▶ What needs to be done:
Count the lines in the data below that contain the string "wall", treating uppercase and lowercase as different, and give only that number.
++++++++
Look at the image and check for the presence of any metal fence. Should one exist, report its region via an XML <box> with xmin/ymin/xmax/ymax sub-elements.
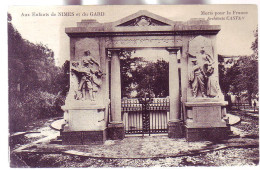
<box><xmin>122</xmin><ymin>98</ymin><xmax>170</xmax><ymax>134</ymax></box>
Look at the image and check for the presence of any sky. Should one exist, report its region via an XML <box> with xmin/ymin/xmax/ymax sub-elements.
<box><xmin>8</xmin><ymin>5</ymin><xmax>258</xmax><ymax>66</ymax></box>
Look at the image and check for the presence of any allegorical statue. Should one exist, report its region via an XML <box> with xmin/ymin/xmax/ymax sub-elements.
<box><xmin>71</xmin><ymin>50</ymin><xmax>103</xmax><ymax>101</ymax></box>
<box><xmin>189</xmin><ymin>47</ymin><xmax>217</xmax><ymax>97</ymax></box>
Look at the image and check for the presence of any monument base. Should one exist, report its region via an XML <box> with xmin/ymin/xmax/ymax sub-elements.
<box><xmin>61</xmin><ymin>101</ymin><xmax>107</xmax><ymax>145</ymax></box>
<box><xmin>185</xmin><ymin>127</ymin><xmax>231</xmax><ymax>142</ymax></box>
<box><xmin>61</xmin><ymin>129</ymin><xmax>107</xmax><ymax>145</ymax></box>
<box><xmin>167</xmin><ymin>121</ymin><xmax>184</xmax><ymax>138</ymax></box>
<box><xmin>185</xmin><ymin>101</ymin><xmax>230</xmax><ymax>141</ymax></box>
<box><xmin>107</xmin><ymin>123</ymin><xmax>125</xmax><ymax>140</ymax></box>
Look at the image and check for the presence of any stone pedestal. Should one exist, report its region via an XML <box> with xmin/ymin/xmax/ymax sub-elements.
<box><xmin>61</xmin><ymin>104</ymin><xmax>107</xmax><ymax>145</ymax></box>
<box><xmin>185</xmin><ymin>101</ymin><xmax>229</xmax><ymax>141</ymax></box>
<box><xmin>107</xmin><ymin>123</ymin><xmax>125</xmax><ymax>140</ymax></box>
<box><xmin>167</xmin><ymin>121</ymin><xmax>184</xmax><ymax>138</ymax></box>
<box><xmin>167</xmin><ymin>48</ymin><xmax>183</xmax><ymax>138</ymax></box>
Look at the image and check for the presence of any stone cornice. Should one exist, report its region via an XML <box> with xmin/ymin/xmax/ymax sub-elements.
<box><xmin>66</xmin><ymin>29</ymin><xmax>220</xmax><ymax>37</ymax></box>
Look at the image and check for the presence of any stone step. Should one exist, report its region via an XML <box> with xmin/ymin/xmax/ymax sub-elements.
<box><xmin>50</xmin><ymin>139</ymin><xmax>62</xmax><ymax>145</ymax></box>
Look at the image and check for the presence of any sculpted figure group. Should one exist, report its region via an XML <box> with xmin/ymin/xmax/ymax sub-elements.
<box><xmin>189</xmin><ymin>47</ymin><xmax>217</xmax><ymax>97</ymax></box>
<box><xmin>71</xmin><ymin>50</ymin><xmax>103</xmax><ymax>101</ymax></box>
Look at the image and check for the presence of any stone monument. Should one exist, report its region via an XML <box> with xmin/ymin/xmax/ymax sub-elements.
<box><xmin>185</xmin><ymin>36</ymin><xmax>228</xmax><ymax>141</ymax></box>
<box><xmin>61</xmin><ymin>10</ymin><xmax>228</xmax><ymax>144</ymax></box>
<box><xmin>61</xmin><ymin>50</ymin><xmax>106</xmax><ymax>144</ymax></box>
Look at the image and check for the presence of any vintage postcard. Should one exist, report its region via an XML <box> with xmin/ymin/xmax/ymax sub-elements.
<box><xmin>7</xmin><ymin>4</ymin><xmax>259</xmax><ymax>168</ymax></box>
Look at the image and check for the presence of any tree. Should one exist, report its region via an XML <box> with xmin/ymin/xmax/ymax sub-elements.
<box><xmin>7</xmin><ymin>14</ymin><xmax>68</xmax><ymax>131</ymax></box>
<box><xmin>120</xmin><ymin>51</ymin><xmax>169</xmax><ymax>97</ymax></box>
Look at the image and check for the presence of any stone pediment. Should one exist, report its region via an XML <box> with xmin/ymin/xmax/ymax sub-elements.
<box><xmin>113</xmin><ymin>10</ymin><xmax>174</xmax><ymax>27</ymax></box>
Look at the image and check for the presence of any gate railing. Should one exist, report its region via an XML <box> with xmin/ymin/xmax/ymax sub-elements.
<box><xmin>121</xmin><ymin>98</ymin><xmax>170</xmax><ymax>134</ymax></box>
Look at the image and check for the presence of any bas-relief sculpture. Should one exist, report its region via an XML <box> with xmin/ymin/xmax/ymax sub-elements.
<box><xmin>70</xmin><ymin>50</ymin><xmax>103</xmax><ymax>102</ymax></box>
<box><xmin>188</xmin><ymin>36</ymin><xmax>221</xmax><ymax>98</ymax></box>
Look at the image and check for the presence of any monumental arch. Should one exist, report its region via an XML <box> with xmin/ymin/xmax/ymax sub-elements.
<box><xmin>61</xmin><ymin>10</ymin><xmax>229</xmax><ymax>144</ymax></box>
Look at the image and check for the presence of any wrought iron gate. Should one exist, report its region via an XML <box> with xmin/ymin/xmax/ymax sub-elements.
<box><xmin>122</xmin><ymin>98</ymin><xmax>170</xmax><ymax>134</ymax></box>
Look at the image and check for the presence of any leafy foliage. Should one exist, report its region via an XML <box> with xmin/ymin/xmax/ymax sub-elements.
<box><xmin>219</xmin><ymin>28</ymin><xmax>258</xmax><ymax>104</ymax></box>
<box><xmin>8</xmin><ymin>14</ymin><xmax>69</xmax><ymax>131</ymax></box>
<box><xmin>120</xmin><ymin>52</ymin><xmax>169</xmax><ymax>97</ymax></box>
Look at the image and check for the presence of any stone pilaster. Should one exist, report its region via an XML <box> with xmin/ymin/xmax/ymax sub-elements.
<box><xmin>108</xmin><ymin>49</ymin><xmax>125</xmax><ymax>140</ymax></box>
<box><xmin>167</xmin><ymin>48</ymin><xmax>183</xmax><ymax>138</ymax></box>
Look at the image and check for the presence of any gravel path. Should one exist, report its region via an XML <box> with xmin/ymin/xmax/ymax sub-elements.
<box><xmin>11</xmin><ymin>111</ymin><xmax>259</xmax><ymax>167</ymax></box>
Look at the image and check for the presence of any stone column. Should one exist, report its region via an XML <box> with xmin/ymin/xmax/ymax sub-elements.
<box><xmin>108</xmin><ymin>49</ymin><xmax>125</xmax><ymax>140</ymax></box>
<box><xmin>167</xmin><ymin>48</ymin><xmax>183</xmax><ymax>138</ymax></box>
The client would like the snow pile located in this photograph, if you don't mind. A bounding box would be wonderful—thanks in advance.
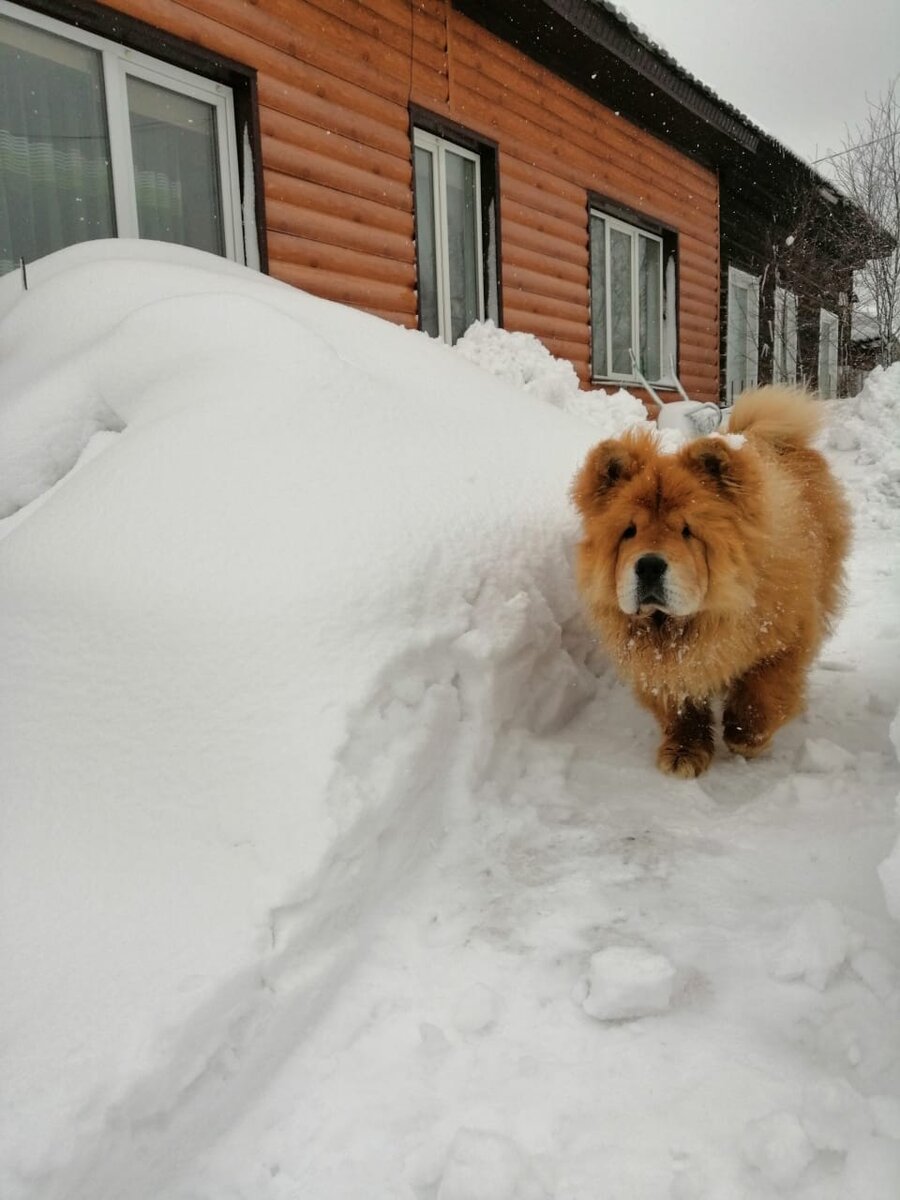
[828,362,900,522]
[0,241,614,1200]
[772,900,852,991]
[581,946,676,1021]
[0,242,900,1200]
[455,319,649,442]
[878,712,900,920]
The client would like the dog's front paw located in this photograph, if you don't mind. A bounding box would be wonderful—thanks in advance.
[656,739,713,779]
[722,713,772,758]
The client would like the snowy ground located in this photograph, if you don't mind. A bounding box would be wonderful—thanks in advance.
[0,244,900,1200]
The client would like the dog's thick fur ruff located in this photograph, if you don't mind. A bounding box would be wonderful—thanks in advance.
[572,388,850,778]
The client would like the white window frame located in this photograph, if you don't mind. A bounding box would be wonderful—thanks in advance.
[0,0,246,263]
[725,266,760,403]
[772,287,797,384]
[590,206,667,384]
[818,308,841,400]
[413,126,485,344]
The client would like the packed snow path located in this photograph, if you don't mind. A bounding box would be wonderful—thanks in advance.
[0,241,900,1200]
[166,492,900,1200]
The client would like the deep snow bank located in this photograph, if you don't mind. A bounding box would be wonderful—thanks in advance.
[454,319,649,442]
[0,241,619,1200]
[828,362,900,920]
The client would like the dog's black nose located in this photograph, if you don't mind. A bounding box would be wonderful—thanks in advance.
[635,554,668,588]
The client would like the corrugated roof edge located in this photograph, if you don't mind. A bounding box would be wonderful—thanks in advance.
[588,0,851,189]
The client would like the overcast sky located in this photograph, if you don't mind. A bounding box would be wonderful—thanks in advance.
[613,0,900,166]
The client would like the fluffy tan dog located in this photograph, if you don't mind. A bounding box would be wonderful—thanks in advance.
[572,388,850,779]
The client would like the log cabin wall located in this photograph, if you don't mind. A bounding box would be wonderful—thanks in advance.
[24,0,719,400]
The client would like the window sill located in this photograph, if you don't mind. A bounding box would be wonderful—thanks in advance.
[590,378,678,392]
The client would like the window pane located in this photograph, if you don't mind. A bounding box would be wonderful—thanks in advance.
[128,76,226,254]
[0,17,115,274]
[590,214,608,378]
[610,229,634,374]
[415,146,440,337]
[444,150,480,343]
[637,236,662,379]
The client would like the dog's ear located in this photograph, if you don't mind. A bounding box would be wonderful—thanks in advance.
[572,438,641,517]
[682,437,744,494]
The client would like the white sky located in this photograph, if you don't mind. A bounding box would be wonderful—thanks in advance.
[613,0,900,169]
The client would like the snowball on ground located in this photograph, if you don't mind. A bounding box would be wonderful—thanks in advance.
[797,738,857,775]
[769,900,852,991]
[742,1112,816,1190]
[582,946,676,1021]
[800,1079,872,1153]
[437,1129,547,1200]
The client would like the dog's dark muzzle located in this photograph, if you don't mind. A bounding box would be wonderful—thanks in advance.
[635,554,668,605]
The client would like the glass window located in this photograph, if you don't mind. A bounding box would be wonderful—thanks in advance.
[590,212,664,383]
[128,76,224,254]
[0,16,115,274]
[415,146,440,337]
[415,130,485,344]
[0,5,244,274]
[818,308,840,400]
[725,266,760,401]
[772,288,797,383]
[637,234,662,379]
[590,214,610,378]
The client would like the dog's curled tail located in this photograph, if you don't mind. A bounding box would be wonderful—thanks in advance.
[728,388,824,450]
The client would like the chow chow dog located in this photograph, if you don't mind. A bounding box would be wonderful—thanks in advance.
[572,388,850,779]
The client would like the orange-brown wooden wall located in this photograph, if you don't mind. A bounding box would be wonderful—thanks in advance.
[100,0,719,400]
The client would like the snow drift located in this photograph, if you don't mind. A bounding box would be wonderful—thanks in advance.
[0,242,607,1200]
[0,242,900,1200]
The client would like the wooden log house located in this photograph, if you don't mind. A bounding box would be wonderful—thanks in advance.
[0,0,888,401]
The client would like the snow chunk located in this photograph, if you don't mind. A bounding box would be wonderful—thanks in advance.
[770,900,852,991]
[437,1129,547,1200]
[742,1112,816,1190]
[869,1096,900,1141]
[454,319,649,438]
[797,738,857,775]
[841,1138,900,1200]
[800,1079,872,1154]
[709,433,746,450]
[454,983,499,1033]
[582,946,676,1021]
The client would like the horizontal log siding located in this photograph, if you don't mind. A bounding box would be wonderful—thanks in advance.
[98,0,720,400]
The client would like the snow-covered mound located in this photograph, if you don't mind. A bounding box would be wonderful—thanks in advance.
[828,362,900,526]
[0,242,900,1200]
[455,319,649,442]
[0,241,619,1200]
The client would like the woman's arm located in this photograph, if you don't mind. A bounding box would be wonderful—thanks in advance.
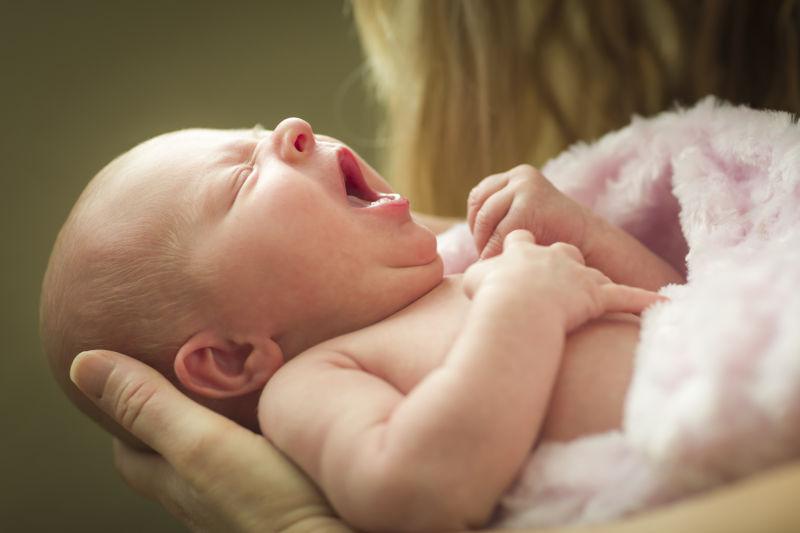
[71,352,800,533]
[70,351,352,533]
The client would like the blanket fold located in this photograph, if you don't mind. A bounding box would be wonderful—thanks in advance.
[444,98,800,526]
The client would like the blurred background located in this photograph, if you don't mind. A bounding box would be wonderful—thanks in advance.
[0,0,375,532]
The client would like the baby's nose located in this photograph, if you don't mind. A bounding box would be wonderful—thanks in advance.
[272,117,316,162]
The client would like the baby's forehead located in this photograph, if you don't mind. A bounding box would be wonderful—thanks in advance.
[142,128,264,164]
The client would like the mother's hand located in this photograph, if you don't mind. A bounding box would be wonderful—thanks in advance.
[70,350,350,533]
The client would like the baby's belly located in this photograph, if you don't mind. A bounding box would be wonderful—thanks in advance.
[540,314,639,441]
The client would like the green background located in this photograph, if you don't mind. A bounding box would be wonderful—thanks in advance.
[0,0,375,532]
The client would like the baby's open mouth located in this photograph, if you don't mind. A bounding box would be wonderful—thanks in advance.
[336,147,400,207]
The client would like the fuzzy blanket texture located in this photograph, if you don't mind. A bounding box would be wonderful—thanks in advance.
[440,98,800,527]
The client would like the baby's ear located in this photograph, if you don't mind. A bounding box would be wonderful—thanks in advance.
[174,331,283,398]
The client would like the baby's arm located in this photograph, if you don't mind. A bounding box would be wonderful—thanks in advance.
[467,165,686,290]
[260,232,657,531]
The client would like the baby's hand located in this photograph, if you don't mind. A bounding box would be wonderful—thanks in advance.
[464,230,666,332]
[467,165,587,259]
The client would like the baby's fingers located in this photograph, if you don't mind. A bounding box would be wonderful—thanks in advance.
[600,283,669,313]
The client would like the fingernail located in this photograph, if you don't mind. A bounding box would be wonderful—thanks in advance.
[69,352,116,398]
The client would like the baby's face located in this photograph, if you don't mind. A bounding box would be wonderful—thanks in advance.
[119,119,441,352]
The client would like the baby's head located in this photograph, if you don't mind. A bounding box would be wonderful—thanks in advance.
[41,119,442,437]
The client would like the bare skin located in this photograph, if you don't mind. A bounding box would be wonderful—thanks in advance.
[259,231,657,531]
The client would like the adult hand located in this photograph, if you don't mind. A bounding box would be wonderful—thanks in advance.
[70,350,350,533]
[467,165,588,259]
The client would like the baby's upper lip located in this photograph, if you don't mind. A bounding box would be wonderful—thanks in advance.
[336,146,380,202]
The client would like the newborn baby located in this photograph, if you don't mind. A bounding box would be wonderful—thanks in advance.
[41,118,680,531]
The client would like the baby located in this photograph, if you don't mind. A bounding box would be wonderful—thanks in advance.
[41,118,680,531]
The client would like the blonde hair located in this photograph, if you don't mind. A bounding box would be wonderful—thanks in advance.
++++++++
▶ Full answer:
2